## TASK INPUTS
....
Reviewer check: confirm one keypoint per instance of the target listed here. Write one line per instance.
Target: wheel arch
....
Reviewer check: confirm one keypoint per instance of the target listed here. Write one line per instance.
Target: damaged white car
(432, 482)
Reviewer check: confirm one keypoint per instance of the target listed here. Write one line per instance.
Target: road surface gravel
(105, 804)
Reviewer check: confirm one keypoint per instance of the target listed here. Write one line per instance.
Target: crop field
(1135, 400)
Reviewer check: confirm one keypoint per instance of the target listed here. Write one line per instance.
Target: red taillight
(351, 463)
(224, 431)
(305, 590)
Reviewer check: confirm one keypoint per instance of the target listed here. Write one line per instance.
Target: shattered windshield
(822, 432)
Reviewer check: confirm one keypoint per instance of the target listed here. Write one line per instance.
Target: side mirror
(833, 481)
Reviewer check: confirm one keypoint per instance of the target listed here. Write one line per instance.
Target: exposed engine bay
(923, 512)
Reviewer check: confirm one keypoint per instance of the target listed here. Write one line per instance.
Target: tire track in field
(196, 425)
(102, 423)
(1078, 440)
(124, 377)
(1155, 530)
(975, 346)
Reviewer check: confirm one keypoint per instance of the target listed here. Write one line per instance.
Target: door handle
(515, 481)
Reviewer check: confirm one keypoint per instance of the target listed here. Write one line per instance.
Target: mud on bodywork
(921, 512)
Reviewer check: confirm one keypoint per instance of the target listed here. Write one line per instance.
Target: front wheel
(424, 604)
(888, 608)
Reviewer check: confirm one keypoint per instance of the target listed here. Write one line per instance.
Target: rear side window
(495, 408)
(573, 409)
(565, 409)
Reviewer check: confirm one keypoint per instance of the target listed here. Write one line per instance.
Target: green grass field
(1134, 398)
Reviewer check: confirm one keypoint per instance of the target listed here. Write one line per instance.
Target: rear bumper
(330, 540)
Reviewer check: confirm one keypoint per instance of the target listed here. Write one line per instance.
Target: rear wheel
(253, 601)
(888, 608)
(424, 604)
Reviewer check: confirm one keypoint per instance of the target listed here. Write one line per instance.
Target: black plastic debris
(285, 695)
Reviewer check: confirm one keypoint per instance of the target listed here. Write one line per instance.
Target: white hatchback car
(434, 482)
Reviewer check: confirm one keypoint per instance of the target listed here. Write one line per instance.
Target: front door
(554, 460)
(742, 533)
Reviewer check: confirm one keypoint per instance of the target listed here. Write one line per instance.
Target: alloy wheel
....
## DESCRIPTION OF THE TASK
Identify each line of the records that contains the word "rear" and copy those lines. Letter case matters.

## WRITTEN RESPONSE
Target: rear side window
Target: rear bumper
Target: rear wheel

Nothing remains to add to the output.